[Source document — start]

Looking for women saints to be role models. Some of us need to look no further than our own mother.
I suppose it is a cliche to say that "My mother was a saint," But mine would pass the test.
On All Saints Day, November 1, I woke up thinking that there are many Saints that have never been canonized. Saints known only to God and to those of us who were close to them in this life. That HOLY DAY -- ALL SAINTS-- IS THEIR Day.
My mother was endlessly patient with my two sisters who had Down Syndrome, She always urged me to see my sisters as a Divine Gift, She often said that when we died and stood before God His one question would be--
HOW DID YOU TREAT THE TWO ANGELS I SENT TO YOU?"
I am aware that this is not the way people speak now of children with Down Syndrome. They refer to them as Disabled or Intellectually challenged. Styles and terms changed, but the the reality of our life with Janie and Sheila was an unyielding factor in every moment of every day of our lives.
My mother became aware of the crusade of an Irish Priest, Father Peyton, to encourage the daily rosary in family life.

[Source document — finish]

- **Complete the following**:
A. Name every human being mentioned by name in the reflection about the writer's mother.
B. From the reflection about the writer's mother, write out the stretch from "I suppose it" through "of our lives.".

[Input data — start]

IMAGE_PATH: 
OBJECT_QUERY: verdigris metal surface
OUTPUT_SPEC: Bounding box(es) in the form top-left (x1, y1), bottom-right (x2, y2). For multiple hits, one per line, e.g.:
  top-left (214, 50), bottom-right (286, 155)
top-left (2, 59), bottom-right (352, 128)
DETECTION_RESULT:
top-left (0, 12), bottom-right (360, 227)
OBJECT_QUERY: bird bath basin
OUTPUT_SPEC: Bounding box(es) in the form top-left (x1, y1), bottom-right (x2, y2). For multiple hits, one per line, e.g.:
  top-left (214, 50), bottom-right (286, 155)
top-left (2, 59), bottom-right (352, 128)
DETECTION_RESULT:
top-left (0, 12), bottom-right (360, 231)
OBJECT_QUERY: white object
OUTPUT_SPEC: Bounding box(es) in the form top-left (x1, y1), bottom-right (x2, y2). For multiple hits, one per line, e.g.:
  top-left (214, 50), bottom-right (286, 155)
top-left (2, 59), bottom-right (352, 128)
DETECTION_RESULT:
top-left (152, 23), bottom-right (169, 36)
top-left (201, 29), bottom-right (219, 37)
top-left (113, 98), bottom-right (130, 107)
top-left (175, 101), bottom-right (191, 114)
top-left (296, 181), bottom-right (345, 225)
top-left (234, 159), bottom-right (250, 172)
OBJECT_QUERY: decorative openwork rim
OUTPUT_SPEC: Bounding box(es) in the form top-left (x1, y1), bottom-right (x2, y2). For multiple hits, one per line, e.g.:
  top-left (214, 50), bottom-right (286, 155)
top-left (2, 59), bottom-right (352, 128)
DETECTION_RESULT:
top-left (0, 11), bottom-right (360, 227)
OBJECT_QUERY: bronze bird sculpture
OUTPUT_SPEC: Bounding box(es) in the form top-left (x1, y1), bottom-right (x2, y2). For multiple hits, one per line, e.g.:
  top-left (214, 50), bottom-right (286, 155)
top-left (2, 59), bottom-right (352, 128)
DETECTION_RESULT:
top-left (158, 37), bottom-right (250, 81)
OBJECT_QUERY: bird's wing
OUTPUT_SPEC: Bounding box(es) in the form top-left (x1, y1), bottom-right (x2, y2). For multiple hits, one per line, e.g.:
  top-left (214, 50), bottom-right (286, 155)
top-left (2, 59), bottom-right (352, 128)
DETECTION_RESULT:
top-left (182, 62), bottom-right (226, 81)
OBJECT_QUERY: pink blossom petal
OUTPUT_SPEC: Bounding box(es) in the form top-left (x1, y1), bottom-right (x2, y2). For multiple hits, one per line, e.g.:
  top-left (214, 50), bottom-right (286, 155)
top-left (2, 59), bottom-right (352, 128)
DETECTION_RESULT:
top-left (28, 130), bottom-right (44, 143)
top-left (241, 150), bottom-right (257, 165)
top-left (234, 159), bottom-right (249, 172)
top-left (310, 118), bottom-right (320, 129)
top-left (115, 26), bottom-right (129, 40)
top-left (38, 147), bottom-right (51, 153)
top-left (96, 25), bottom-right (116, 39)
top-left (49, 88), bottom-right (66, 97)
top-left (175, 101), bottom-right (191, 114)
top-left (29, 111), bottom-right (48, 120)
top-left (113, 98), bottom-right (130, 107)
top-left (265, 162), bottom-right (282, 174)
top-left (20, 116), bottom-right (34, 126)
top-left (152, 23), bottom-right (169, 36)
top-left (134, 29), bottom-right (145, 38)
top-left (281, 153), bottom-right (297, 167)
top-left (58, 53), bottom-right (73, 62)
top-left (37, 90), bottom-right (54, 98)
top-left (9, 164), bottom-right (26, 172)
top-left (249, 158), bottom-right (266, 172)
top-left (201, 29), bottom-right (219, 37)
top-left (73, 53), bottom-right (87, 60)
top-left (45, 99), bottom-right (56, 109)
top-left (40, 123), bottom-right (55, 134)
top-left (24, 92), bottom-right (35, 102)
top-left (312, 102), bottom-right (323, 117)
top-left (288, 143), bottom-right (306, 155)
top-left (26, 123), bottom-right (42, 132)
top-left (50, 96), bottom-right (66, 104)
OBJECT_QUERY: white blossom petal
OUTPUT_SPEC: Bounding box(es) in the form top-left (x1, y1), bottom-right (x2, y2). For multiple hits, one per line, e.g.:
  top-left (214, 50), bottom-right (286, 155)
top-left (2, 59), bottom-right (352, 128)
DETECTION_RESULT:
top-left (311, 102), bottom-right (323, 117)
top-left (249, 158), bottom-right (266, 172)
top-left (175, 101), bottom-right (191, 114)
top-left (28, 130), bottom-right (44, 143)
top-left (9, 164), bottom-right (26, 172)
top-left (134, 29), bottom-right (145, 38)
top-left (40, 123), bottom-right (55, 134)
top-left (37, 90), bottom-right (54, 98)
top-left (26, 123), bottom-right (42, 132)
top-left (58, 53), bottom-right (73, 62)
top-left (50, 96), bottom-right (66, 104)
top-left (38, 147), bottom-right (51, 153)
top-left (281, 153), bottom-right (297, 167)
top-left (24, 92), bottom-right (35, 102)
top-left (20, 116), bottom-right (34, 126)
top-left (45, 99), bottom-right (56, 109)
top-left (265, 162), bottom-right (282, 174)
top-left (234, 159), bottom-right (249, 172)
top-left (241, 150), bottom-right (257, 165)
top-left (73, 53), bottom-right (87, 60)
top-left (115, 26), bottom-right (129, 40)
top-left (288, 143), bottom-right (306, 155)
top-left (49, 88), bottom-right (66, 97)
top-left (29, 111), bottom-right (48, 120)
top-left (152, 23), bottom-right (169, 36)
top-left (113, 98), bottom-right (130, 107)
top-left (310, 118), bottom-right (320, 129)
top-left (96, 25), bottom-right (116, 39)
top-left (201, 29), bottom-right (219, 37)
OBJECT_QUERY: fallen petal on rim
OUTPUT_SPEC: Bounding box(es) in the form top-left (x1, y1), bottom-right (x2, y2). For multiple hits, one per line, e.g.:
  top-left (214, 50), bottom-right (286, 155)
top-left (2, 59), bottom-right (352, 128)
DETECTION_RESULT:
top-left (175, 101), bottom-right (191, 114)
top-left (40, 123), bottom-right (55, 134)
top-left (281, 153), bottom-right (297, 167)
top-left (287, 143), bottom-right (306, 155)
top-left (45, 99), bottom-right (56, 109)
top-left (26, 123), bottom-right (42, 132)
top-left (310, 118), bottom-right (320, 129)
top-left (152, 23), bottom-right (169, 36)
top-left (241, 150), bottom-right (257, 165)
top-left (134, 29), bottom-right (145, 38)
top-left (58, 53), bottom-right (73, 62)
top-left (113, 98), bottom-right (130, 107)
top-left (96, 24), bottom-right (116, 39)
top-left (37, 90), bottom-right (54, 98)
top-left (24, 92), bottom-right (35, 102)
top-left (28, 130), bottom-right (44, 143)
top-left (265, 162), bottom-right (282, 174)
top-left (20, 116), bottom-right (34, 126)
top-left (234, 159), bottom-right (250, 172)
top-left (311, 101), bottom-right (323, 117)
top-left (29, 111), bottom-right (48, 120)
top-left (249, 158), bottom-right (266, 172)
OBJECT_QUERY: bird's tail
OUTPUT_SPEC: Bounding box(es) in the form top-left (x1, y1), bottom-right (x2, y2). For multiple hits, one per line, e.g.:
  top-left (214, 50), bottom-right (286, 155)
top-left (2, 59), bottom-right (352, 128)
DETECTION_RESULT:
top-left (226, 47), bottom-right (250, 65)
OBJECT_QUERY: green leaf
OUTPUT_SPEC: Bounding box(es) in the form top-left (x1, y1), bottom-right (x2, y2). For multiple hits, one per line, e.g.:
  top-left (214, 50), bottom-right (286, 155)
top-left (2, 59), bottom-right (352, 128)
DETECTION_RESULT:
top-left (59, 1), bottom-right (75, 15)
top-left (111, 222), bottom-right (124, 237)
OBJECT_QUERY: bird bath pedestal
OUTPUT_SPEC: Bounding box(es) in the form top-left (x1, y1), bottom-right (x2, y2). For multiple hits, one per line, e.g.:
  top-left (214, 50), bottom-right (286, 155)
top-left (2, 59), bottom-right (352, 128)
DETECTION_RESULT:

[Input data — finish]

- **Your written answers**:
A. Janie, Sheila, Father Peyton

B.
I suppose it is a cliche to say that "My mother was a saint," But mine would pass the test.
On All Saints Day, November 1, I woke up thinking that there are many Saints that have never been canonized. Saints known only to God and to those of us who were close to them in this life. That HOLY DAY -- ALL SAINTS-- IS THEIR Day.
My mother was endlessly patient with my two sisters who had Down Syndrome, She always urged me to see my sisters as a Divine Gift, She often said that when we died and stood before God His one question would be--
HOW DID YOU TREAT THE TWO ANGELS I SENT TO YOU?"
I am aware that this is not the way people speak now of children with Down Syndrome. They refer to them as Disabled or Intellectually challenged. Styles and terms changed, but the the reality of our life with Janie and Sheila was an unyielding factor in every moment of every day of our lives.